- [TASKS TO COMPLETE]:
A – Using the text on simulation-based training below, mark each statement yes or no. Quote the exact words from the text that decide each one.
(i) The text says SET is especially useful when access to Full Flight Simulators is constrained.
(ii) The text claims that learning outcomes always improve with higher simulator fidelity.
(iii) The text says SET is used for foundational training tasks before student pilots move to Full Flight Simulators or live aircraft.
B – According to the text on simulation-based training below, which three kinds of skills does Simulation for Experiential Training develop?

Segment Start: SELECTED PASSAGE

Over recent years, the spectrum of training technologies and methods available to defence forces has expanded to include procedural trainers and modernised versions of Computer Based Training (CBT). This spectrum, now ranging from digital textbooks to an instructor-led full flight simulator session, must expand to include diverse types of simulated learning and training.
Experiential Simulation
Simulation for Experiential Training (SET) offers an effective method for developing procedural, tactical, and Crew Resource Management skills. By identifying high-value learning scenarios and presenting them in a progressive sequence, SET enables a more immersive and effective training experience — particularly when access to high-fidelity, and often limited, Full Flight Simulators (FFS) is constrained.
Increasingly, SET is being adopted for a wide range of foundational training tasks, including complex decision-making exercises, before student pilots transition to Full Flight Simulators or live aircraft.
The effectiveness and efficiency of SET technologies, like Virtual Reality, is becoming progressively evident as students are learning and absorbing information at a faster rate when compared to traditional training techniques. Simplifying tasks using Virtual Reality is proven to allow better focus and memory, particularly when it comes to learning new information and sanitising their abilities to perform complex tasks. To put it simply, the data suggest learning outcomes may not always correlate with higher fidelity and can be achieved with SET.

Segment End: SELECTED PASSAGE
Segment Start: EXTRACTED DATA

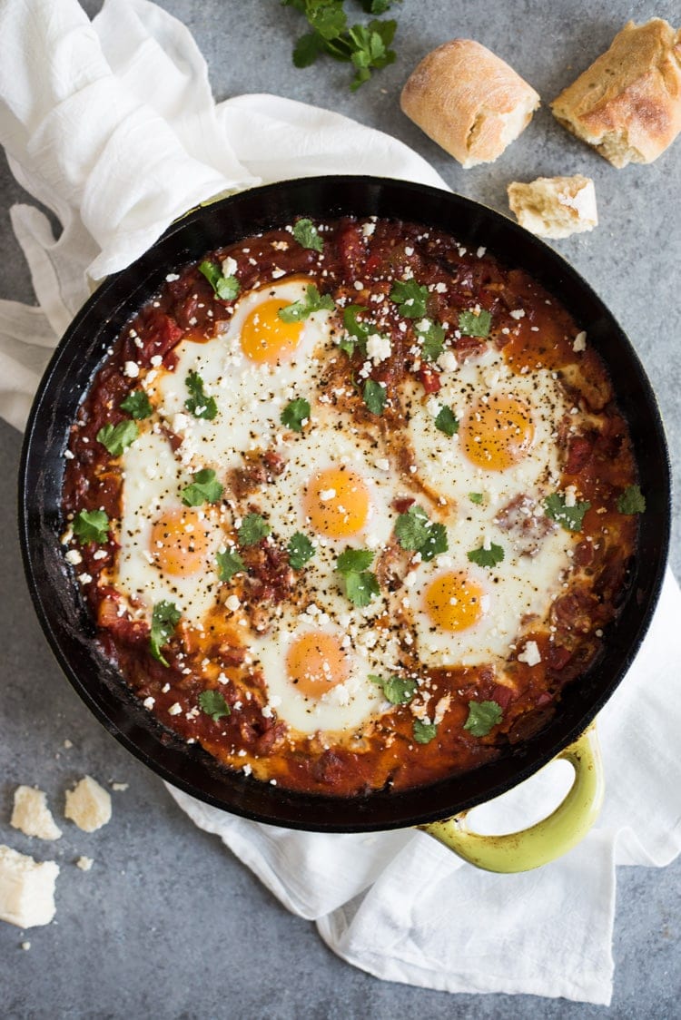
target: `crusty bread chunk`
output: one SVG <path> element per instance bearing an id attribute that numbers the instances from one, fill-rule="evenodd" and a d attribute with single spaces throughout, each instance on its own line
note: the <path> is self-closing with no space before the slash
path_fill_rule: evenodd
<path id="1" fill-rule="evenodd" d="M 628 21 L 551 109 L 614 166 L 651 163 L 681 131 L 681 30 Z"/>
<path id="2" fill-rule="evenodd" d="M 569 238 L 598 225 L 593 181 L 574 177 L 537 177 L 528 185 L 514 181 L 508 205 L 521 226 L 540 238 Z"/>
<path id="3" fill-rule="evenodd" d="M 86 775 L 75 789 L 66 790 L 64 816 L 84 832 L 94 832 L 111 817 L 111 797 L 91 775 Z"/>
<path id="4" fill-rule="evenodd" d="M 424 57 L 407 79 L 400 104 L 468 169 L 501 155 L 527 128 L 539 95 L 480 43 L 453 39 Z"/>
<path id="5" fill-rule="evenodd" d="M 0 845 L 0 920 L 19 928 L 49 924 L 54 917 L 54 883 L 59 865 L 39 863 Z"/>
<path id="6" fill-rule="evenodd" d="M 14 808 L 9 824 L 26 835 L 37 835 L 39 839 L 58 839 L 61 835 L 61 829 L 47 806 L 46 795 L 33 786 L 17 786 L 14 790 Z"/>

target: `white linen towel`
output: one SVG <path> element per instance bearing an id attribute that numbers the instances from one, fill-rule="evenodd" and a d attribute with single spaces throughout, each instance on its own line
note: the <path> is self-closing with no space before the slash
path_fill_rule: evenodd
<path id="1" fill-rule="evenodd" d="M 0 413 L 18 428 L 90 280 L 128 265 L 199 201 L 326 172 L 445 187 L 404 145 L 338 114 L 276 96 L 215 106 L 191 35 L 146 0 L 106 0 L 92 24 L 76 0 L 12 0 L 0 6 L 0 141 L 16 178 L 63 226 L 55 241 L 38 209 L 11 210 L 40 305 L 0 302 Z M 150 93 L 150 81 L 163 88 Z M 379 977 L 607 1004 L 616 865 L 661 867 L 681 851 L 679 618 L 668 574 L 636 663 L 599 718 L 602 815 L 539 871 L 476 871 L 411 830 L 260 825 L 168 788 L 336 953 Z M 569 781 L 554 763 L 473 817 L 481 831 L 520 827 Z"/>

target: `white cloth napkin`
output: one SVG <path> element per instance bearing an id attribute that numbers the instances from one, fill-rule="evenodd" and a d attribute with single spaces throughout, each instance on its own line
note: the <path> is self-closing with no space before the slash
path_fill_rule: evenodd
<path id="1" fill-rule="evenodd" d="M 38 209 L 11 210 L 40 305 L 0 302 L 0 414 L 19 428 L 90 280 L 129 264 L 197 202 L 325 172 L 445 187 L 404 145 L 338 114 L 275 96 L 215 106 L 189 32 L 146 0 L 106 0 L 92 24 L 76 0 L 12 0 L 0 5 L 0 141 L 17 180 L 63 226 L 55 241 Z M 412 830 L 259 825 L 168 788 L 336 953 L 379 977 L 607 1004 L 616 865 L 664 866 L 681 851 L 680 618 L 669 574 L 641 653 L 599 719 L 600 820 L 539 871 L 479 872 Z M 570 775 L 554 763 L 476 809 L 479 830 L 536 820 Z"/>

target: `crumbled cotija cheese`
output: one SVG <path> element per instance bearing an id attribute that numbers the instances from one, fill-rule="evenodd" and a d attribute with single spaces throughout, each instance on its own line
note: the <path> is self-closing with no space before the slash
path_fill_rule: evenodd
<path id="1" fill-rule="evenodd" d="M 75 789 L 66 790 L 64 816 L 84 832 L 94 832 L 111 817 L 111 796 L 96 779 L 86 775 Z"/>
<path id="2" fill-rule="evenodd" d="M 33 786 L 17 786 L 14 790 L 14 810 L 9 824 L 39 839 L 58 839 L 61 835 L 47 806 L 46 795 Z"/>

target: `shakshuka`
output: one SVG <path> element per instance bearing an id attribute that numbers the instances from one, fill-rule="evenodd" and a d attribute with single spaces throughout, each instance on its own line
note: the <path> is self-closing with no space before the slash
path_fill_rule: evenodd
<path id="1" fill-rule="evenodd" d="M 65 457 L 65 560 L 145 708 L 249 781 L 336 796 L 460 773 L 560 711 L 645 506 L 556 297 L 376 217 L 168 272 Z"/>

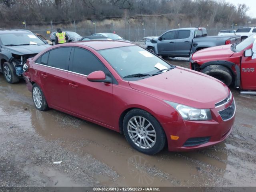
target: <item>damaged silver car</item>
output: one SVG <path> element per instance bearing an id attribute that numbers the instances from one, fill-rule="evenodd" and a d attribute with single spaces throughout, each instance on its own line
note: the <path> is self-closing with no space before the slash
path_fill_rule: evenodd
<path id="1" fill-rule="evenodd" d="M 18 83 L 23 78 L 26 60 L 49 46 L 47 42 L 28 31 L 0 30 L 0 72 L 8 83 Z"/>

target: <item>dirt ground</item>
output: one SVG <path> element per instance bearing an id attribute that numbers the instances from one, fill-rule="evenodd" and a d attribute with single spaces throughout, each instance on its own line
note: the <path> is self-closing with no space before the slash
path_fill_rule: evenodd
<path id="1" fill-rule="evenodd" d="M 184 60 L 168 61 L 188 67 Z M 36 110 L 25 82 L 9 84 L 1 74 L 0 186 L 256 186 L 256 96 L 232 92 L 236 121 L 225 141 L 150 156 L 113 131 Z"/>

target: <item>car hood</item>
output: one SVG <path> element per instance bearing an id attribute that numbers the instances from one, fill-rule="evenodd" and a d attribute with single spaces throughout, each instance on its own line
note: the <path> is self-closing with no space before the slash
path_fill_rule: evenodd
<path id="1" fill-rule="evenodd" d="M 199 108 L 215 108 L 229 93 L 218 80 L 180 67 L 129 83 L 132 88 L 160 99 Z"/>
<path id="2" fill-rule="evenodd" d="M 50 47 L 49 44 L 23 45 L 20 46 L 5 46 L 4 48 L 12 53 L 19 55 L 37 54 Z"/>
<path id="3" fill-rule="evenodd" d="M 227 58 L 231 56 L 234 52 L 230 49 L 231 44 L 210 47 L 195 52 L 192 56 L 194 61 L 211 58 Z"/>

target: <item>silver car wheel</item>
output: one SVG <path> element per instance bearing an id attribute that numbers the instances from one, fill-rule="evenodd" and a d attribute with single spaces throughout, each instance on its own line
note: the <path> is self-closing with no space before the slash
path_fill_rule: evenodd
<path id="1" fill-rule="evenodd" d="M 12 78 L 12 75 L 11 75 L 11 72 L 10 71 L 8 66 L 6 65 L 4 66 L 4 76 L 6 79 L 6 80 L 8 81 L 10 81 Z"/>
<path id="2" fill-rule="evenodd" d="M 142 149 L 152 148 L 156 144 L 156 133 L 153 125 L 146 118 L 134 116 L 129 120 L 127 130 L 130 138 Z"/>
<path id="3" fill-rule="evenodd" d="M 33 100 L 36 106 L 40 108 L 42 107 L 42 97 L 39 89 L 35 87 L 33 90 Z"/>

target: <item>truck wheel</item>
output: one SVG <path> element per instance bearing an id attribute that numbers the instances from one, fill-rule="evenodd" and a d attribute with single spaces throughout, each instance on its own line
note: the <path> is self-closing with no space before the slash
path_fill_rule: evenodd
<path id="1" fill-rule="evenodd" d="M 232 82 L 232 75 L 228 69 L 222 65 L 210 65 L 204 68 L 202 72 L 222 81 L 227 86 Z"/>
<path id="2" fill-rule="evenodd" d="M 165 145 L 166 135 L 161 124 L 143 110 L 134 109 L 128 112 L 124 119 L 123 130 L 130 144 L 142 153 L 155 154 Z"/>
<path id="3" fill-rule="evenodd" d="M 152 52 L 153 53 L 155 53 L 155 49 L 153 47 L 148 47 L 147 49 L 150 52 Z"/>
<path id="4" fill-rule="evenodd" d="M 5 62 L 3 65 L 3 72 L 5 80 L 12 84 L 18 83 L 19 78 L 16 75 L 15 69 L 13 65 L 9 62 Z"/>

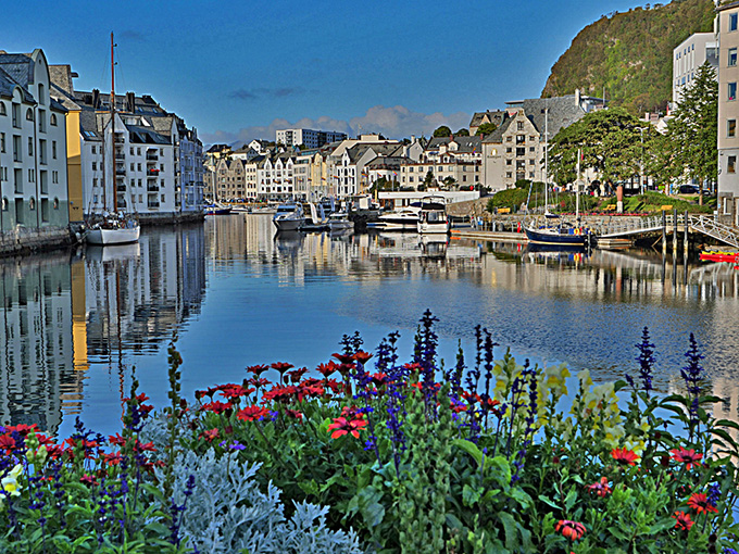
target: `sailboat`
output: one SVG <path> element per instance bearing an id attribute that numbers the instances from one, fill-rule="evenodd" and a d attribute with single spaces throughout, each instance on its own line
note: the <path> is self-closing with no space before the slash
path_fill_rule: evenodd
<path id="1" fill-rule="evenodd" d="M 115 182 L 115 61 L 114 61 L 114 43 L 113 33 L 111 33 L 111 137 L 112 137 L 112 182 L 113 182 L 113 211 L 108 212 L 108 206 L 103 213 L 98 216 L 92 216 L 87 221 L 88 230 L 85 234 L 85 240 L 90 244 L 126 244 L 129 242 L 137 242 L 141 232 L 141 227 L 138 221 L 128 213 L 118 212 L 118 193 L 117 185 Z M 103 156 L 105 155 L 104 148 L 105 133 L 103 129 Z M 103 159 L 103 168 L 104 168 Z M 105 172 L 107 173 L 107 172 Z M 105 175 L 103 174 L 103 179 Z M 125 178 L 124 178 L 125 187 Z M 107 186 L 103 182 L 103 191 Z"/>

Segment End: EXTRACTED DATA

- [RESPONSES TO THE TASKS]:
A –
(i) Yes: "particularly when access to high-fidelity, and often limited, Full Flight Simulators (FFS) is constrained"
(ii) No: "learning outcomes may not always correlate with higher fidelity"
(iii) Yes: "before student pilots transition to Full Flight Simulators or live aircraft"

B – Procedural, tactical, and Crew Resource Management skills.